* _Supplied information_

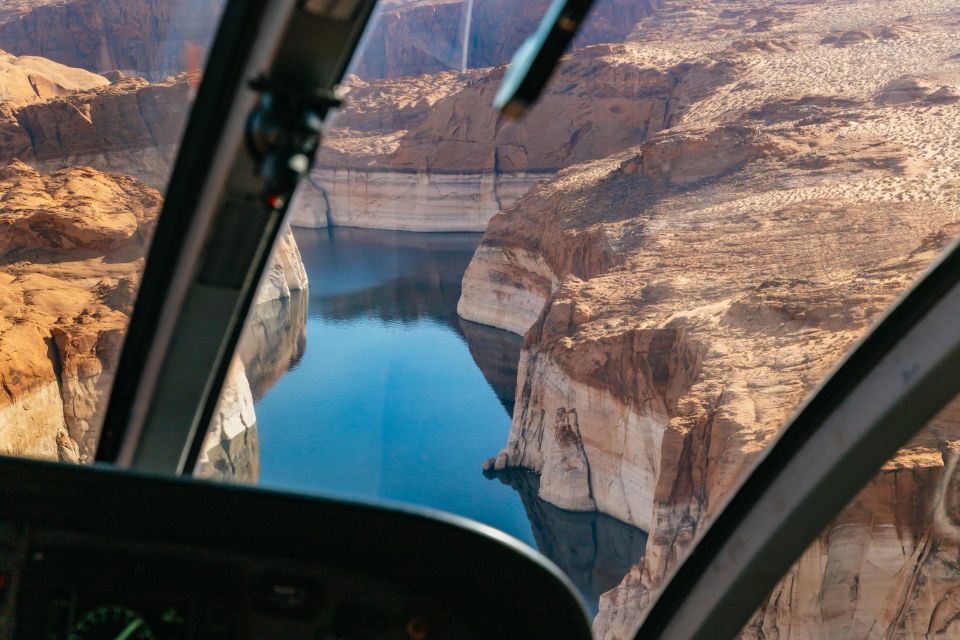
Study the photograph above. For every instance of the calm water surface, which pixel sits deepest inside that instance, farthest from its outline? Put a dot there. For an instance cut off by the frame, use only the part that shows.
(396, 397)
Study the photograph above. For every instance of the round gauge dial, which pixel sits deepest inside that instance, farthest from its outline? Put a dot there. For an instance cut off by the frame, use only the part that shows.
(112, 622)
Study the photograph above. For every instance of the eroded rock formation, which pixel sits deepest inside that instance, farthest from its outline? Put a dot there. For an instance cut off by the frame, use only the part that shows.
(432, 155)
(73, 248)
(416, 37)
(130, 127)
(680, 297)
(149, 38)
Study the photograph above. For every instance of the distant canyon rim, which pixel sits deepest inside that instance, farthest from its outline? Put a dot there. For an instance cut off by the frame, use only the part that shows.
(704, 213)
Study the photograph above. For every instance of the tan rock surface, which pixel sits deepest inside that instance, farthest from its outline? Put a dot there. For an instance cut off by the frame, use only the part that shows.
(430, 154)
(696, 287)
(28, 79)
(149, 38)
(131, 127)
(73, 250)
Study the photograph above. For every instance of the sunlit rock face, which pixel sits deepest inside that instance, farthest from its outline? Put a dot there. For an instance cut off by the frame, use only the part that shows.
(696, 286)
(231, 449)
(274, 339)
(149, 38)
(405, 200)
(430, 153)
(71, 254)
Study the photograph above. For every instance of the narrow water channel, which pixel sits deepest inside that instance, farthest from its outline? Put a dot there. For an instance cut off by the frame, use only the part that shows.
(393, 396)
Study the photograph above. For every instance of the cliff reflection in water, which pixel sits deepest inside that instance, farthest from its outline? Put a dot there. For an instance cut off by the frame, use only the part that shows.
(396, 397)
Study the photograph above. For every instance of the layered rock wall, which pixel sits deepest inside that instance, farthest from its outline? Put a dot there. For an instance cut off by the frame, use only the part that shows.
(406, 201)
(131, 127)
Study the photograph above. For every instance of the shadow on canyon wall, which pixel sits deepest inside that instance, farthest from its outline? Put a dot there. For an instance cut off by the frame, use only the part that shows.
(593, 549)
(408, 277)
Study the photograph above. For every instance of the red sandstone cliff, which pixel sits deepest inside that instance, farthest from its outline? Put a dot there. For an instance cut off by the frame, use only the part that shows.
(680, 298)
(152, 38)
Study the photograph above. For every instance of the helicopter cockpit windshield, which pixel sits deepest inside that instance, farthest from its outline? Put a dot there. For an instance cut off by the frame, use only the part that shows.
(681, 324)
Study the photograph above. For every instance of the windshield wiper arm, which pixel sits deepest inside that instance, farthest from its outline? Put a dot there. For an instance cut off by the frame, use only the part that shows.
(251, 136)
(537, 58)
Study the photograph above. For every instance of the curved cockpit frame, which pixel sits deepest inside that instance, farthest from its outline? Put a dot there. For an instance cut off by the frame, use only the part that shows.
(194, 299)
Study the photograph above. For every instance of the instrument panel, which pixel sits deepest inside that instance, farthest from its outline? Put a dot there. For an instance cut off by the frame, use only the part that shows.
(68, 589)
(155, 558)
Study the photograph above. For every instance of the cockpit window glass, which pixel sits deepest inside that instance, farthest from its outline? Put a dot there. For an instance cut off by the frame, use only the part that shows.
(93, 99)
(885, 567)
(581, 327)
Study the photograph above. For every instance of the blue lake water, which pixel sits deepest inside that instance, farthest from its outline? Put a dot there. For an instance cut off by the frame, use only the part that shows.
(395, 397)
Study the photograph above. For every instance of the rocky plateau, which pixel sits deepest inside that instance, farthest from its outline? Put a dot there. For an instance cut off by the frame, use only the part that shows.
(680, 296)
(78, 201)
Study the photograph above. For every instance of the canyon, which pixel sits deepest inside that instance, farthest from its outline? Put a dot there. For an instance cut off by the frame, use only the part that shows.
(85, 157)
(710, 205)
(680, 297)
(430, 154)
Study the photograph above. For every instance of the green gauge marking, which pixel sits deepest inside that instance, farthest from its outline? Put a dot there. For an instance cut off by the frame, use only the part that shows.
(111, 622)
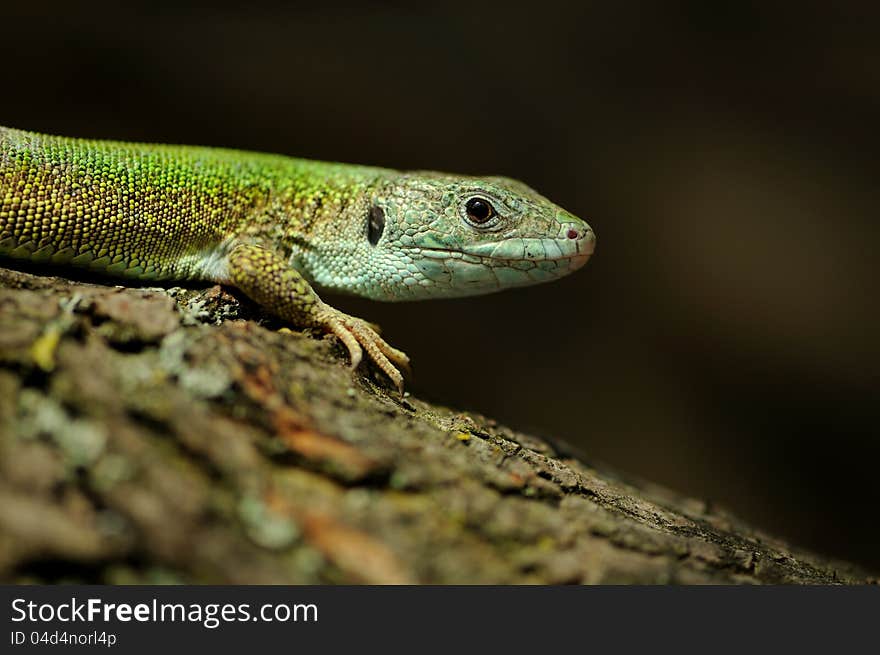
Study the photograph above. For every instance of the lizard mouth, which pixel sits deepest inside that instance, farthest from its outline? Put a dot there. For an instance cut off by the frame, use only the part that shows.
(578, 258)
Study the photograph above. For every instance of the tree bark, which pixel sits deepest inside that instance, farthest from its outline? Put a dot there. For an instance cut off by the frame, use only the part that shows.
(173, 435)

* _Aim of the task_
Output the records above exactly; leave out the pictures.

* _Final result_
Study the photograph above. For every instance of the calm water surface, which pixel sits deepest inside that instance, farthest from its outline? Put a dot there. For an instance cut off by the frame, use only the part that shows.
(396, 397)
Study the photograph above. For every instance of the round gauge dial, which pixel sits deepest inside that instance, farthest from its outline? Put a dot there. For an instance cut off by the frame, use only the part that shows.
(112, 622)
Study the photograph above. For every instance of the eroded rock formation, which pixel sits deepest inside that instance, farthest from its outline? Put a dot there. For an instance cut off by the frame, use only the part that shows.
(432, 155)
(73, 248)
(416, 37)
(130, 127)
(680, 297)
(149, 38)
Study the photograph above. For every instance of the distant canyon rim, which pixel sits deepest inside that instance, farthest from its outline? Put a dot there. For an instance cut off by the frame, use only the part that shows.
(704, 213)
Study the photograph above. For every instance of the tan rock surface, which pixel sits deepest inside that instance, farthest from its outline? Put a dot there. For an instance cut off by the frame, use only the part that shows.
(430, 154)
(696, 287)
(28, 79)
(149, 38)
(131, 127)
(73, 250)
Study the photograph above. For every instance of the sunlit rock face, which pixel sits deepest inside that instance, farthest from its outline? Put a dot there. For an instance cut off by the frame, use only the part that shows.
(696, 286)
(231, 449)
(274, 339)
(149, 38)
(405, 200)
(430, 153)
(71, 254)
Study the photograph above. For every instance of the narrow water channel, which pixel sits deepest inside that instance, farthest from its outline? Put a dot there. For an instance cut off by the frame, use only the part that shows.
(393, 396)
Study the photograph above. For every instance of the cliff reflection in water, which pixel sits deepest inside that instance, farthest from its outline? Put a dot there. For an instance cut off by the frame, use only the part that shows.
(396, 397)
Study the photograph above. For every instance of the layered rock wall, which pixel sits deepest inside that instance, farthest from its outline? Put a dot there. For an instance cut off by the frame, use only the part that shows.
(406, 201)
(131, 127)
Study the photograph above. For every instance of the shadow on canyon wall, which pixel sits deepest inside that instance, farthest from its outline? Put a dot there. For an instance cut off by the frame, use only the part that shows.
(593, 549)
(408, 277)
Study the photograph above. For every instance of the red sandstone cliff, which pixel sits deepest inside that instance, farthest from its outline? Put a dot there. For an instance cut off by the frame, use only the part that shows.
(680, 298)
(152, 38)
Study the photograph above. For every instance of the helicopter cockpit windshield, which pixel sits deepest inside that instance, farthest from its outline? Put a dot there. For an instance cut off by the frame, use only the part that shows.
(681, 324)
Study the photograph above. For every instance of the windshield wiper arm, which pixel sits deepest inside that instance, farthest from its outline? Put a dot there. For an instance cut off by the frame, use only the part that shows.
(251, 136)
(537, 58)
Study the photograph above. For every instance of the curved cockpit frame, which pixel sits deepest inside that instance, farthest from its outline? Put a dot there. For an instance cut off by the frame, use only the part that shows.
(194, 299)
Study the photograph above. For every instance of the instrument panel, which pixel sits deepest inside that instance, farthest from its outline? Put a dot there. For an instance cut off by the frame, use only the part that shows.
(68, 589)
(155, 558)
Study the photograph above. For every instance of the cockpit window glass, which pixel sits deepest inside that instance, farthest from its outline? Put a dot there. For an instance cut off by the frame, use only the part that shows.
(93, 99)
(885, 567)
(581, 327)
Study the photograph above. For every instance of the blue lake water, which pixel sits deepest inside that instance, farthest from its outline? Put a dot there. For an instance cut off by the frame, use only the part that shows.
(395, 397)
Study the photograph above. For every instance of the rocky plateau, which pixel sits deepest inside that instance, farthest from its outline? Put a dot there. For an instance cut off by the frame, use only the part that shows.
(680, 296)
(78, 201)
Study the photograph above. For every instance of the canyon, which pixel sits deepest inside that instance, farthest from its outline? Put a dot there. For an instance cut off by the frame, use only the part that shows.
(85, 157)
(710, 205)
(680, 297)
(430, 154)
Study the photograph above. For every instance of the green gauge marking, which pixel sits deepest inside that instance, farthest from its outline? Put a dot there. For an instance cut off by the frame, use only the part that shows.
(111, 622)
Study the photograph above. For every instance of the lizard mouth, which pixel sits deepest inside that instance, farthest from its outline? Put a dot there. For an instance cut off by the frame, use only the part that shows.
(578, 258)
Study the photograph above. For every instance of the tree bark, which pixel sits deepest inside that instance, farthest from its outline? Put a dot there. For an instance cut off by the frame, use only the part that shows.
(173, 435)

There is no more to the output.